## Records for the exercise

== Segment start ==

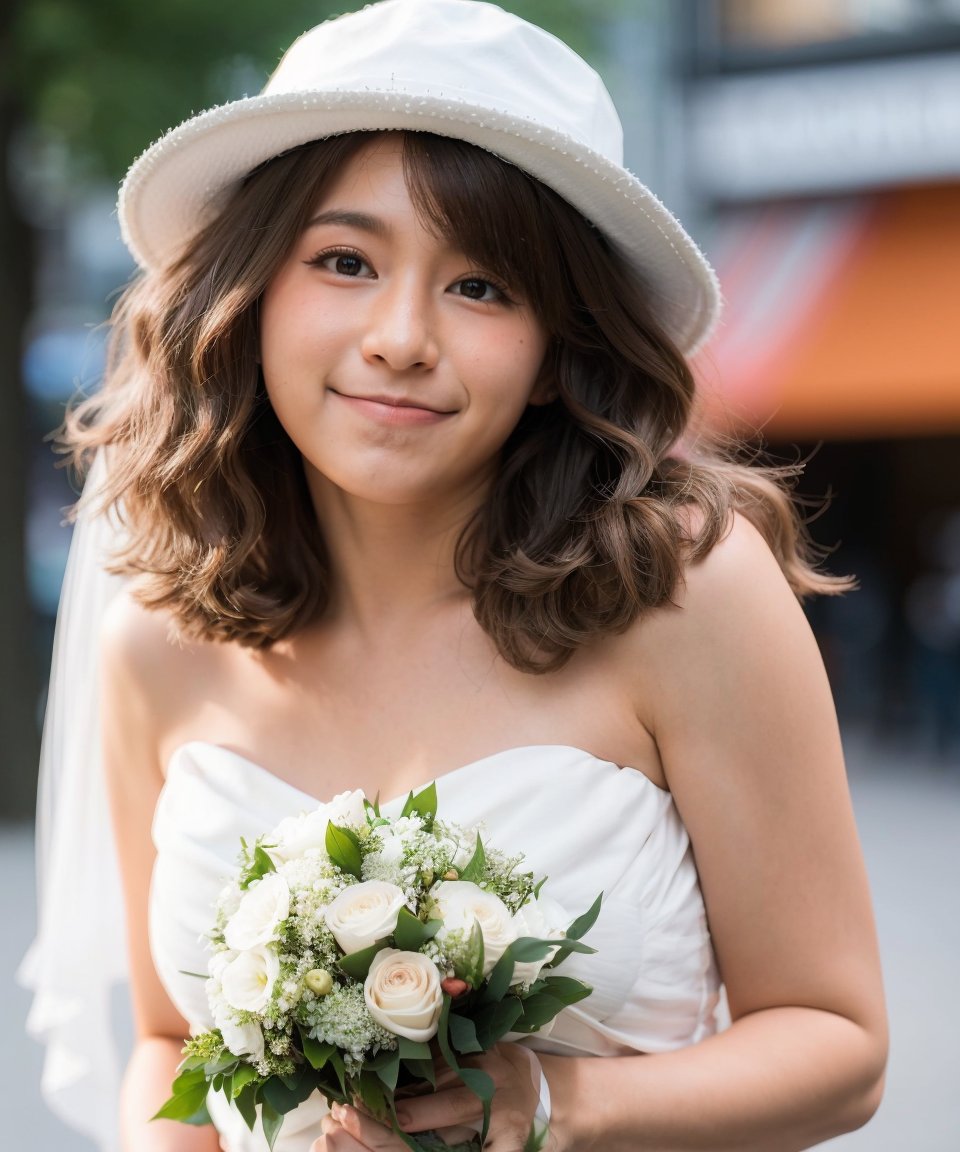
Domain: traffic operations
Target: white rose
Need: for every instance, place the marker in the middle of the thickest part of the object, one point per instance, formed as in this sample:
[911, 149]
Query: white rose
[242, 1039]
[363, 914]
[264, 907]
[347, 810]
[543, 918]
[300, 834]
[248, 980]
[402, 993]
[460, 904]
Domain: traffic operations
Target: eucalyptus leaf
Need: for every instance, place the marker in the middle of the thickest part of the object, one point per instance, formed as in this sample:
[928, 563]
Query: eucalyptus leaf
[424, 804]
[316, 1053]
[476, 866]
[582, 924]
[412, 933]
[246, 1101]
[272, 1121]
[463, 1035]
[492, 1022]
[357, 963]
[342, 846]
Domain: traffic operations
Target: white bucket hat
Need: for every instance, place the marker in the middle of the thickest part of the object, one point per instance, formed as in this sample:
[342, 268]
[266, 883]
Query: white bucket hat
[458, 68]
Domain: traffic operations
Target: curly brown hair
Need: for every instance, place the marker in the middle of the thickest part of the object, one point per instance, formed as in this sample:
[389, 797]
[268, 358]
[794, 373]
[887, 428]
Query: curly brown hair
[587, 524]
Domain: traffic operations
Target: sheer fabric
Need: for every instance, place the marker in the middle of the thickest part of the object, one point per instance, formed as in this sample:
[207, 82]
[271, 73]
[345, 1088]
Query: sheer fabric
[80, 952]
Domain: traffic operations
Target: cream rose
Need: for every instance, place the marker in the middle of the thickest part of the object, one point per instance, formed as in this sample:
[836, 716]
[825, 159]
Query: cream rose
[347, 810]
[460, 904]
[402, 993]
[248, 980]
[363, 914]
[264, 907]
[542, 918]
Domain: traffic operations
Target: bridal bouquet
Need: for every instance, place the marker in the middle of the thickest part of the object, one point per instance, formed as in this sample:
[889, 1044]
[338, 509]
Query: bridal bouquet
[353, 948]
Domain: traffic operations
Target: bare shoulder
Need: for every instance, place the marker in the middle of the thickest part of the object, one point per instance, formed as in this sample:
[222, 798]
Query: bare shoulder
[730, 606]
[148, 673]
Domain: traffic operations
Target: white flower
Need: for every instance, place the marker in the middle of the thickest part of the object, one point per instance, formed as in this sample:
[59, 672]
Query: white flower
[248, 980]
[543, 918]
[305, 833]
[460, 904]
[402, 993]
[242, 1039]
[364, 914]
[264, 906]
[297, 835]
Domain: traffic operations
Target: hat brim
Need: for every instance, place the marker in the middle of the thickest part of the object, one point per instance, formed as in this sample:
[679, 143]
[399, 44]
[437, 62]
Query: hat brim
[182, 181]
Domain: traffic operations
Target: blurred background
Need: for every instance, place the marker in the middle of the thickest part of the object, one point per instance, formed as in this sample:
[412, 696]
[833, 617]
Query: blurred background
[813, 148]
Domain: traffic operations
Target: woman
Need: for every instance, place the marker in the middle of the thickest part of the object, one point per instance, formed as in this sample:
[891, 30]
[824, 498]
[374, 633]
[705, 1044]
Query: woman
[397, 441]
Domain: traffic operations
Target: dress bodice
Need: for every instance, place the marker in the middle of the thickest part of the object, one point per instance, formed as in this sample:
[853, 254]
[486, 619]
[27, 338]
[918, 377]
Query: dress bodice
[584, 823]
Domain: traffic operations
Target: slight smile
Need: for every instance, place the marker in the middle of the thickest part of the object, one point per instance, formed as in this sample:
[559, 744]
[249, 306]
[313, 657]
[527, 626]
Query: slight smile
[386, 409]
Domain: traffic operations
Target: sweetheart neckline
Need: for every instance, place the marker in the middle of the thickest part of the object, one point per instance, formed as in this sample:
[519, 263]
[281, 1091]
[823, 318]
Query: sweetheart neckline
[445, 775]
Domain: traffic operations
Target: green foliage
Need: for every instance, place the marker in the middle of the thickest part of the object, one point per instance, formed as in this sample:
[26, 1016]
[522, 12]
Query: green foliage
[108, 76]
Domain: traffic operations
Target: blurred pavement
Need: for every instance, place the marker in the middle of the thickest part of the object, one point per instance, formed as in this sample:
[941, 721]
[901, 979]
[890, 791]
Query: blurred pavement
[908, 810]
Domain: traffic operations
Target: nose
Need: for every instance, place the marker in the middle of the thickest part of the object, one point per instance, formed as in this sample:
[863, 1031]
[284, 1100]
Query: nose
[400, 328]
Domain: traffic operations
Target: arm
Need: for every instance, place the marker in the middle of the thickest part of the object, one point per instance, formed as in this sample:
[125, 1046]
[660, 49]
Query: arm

== Segment end ==

## The problem
I'd like the entries above repeated exactly, but without any of their pictures.

## Answer to the exercise
Domain: traffic operations
Target: white rose
Need: for every instance, place the marker in the middle of the thickest part of the object, one point per instance, formed as in this sample:
[911, 149]
Query: white rose
[242, 1039]
[363, 914]
[264, 907]
[347, 810]
[543, 918]
[300, 834]
[248, 980]
[402, 993]
[460, 904]
Domain: traffic operations
Target: eucalyptus leaf
Need: for every instance, place the marker in the middle of the thickest part of the object, one point per instance, formed as in this sample:
[928, 563]
Query: eucalyptus leaf
[424, 804]
[316, 1053]
[476, 866]
[582, 924]
[412, 933]
[246, 1101]
[272, 1121]
[463, 1035]
[492, 1022]
[357, 963]
[342, 846]
Domain: traffic operations
Target: white bucket hat
Need: for every instance, place the marker in the middle of the thickest part of the object, one point per instance, formed as in this sample:
[342, 268]
[266, 883]
Query: white bucket hat
[458, 68]
Domain: traffic operations
Target: curly brown hair
Need: for every instance, place the marker in the middle of the thickest part of the object, one point per instance, formed as in this sample:
[389, 797]
[268, 358]
[794, 373]
[887, 428]
Query: curly brown hair
[587, 524]
Domain: traffic operations
Target: sheer fabric
Need: for every instance, place the marker in the middle of the thickest part of the object, one point per instance, formed as in this sample:
[207, 82]
[271, 73]
[345, 1088]
Query: sheer fabric
[80, 952]
Domain: traffic operations
Target: cream rose
Need: for every instance, place the marker in the middle of the thickest part of the object, one point per instance, formed as in this sample:
[836, 716]
[825, 159]
Query: cream rose
[347, 810]
[460, 904]
[402, 993]
[248, 980]
[363, 914]
[264, 907]
[542, 918]
Domain: traffic operations
Target: bridal bouquet
Need: for every instance, place the marker in the middle of the thickest part of the object, one point per instance, formed as in this sample:
[889, 1044]
[338, 509]
Query: bridal bouquet
[353, 948]
Domain: traffic operations
Target: bare shoulder
Need: for every instance, place the marker in the middle of the thickest part of the object, one point per instance, formed as in this sample:
[222, 798]
Query: bare shoulder
[730, 606]
[148, 673]
Domain: traffic operations
Target: white flower
Need: for every instance, place the marker in the middle of the thickest part of the object, one point per instance, formed as in this sample:
[59, 672]
Query: white flower
[248, 980]
[543, 918]
[305, 833]
[460, 904]
[402, 993]
[242, 1039]
[364, 914]
[264, 906]
[297, 835]
Domain: traffic operations
Target: hat brim
Need: for every instance, place the marker in the middle of the thickest part of the object, one point per instance, formed as in this sample:
[679, 143]
[399, 44]
[437, 62]
Query: hat brim
[182, 181]
Domain: traffic operations
Target: blurred background
Need: for every instance, place the marker in the middle of the thickest part of the object, one point per instance, formed as in this sample:
[412, 696]
[833, 617]
Query: blurred background
[813, 148]
Domain: traffic operations
Target: woman
Need: for every instance, place the marker in the middle of the thickest part of the object, one point per instance, formed as in this sample:
[891, 30]
[824, 498]
[374, 633]
[705, 1044]
Query: woman
[397, 441]
Domain: traffic operations
Target: dress bodice
Need: for every instance, place the marker in the middle of the thickest part of the object, one point per instance, formed as in this sample:
[853, 254]
[486, 619]
[27, 338]
[918, 377]
Query: dress bodice
[584, 823]
Domain: traffic operations
Target: slight smile
Need: for every instance, place the marker in the middle of the thickest part of the object, one point per instance, formed as in this sample:
[559, 744]
[249, 306]
[313, 657]
[527, 626]
Query: slight smile
[386, 409]
Domain: traffic operations
Target: sweetheart neckline
Need: for every instance, place the marker in the middle of the thickest part of the object, one point per instance, formed as in this sample:
[519, 263]
[281, 1091]
[823, 318]
Query: sweetheart neckline
[445, 775]
Domain: traffic operations
Target: green foliage
Need: for every instance, place the marker in the middle of the thickest part of the object, one point per instance, formed as in this sample:
[26, 1016]
[522, 12]
Query: green foliage
[108, 76]
Domain: traffic operations
Target: blurred pavement
Need: for every instance, place the marker in the middle of the thickest part of the object, one point per instance, formed as in this sample:
[941, 721]
[901, 979]
[890, 791]
Query: blurred pavement
[908, 810]
Domain: traffic operations
Target: nose
Need: for every instance, place the marker in the middle of the thickest part of the object, one point per instance, formed as in this sample:
[863, 1031]
[284, 1100]
Query: nose
[400, 328]
Domain: traffic operations
Target: arm
Need: for every instance, place the marker in the middle of the thickest part of the object, one point per instance, formed as in this sample:
[125, 1046]
[660, 49]
Query: arm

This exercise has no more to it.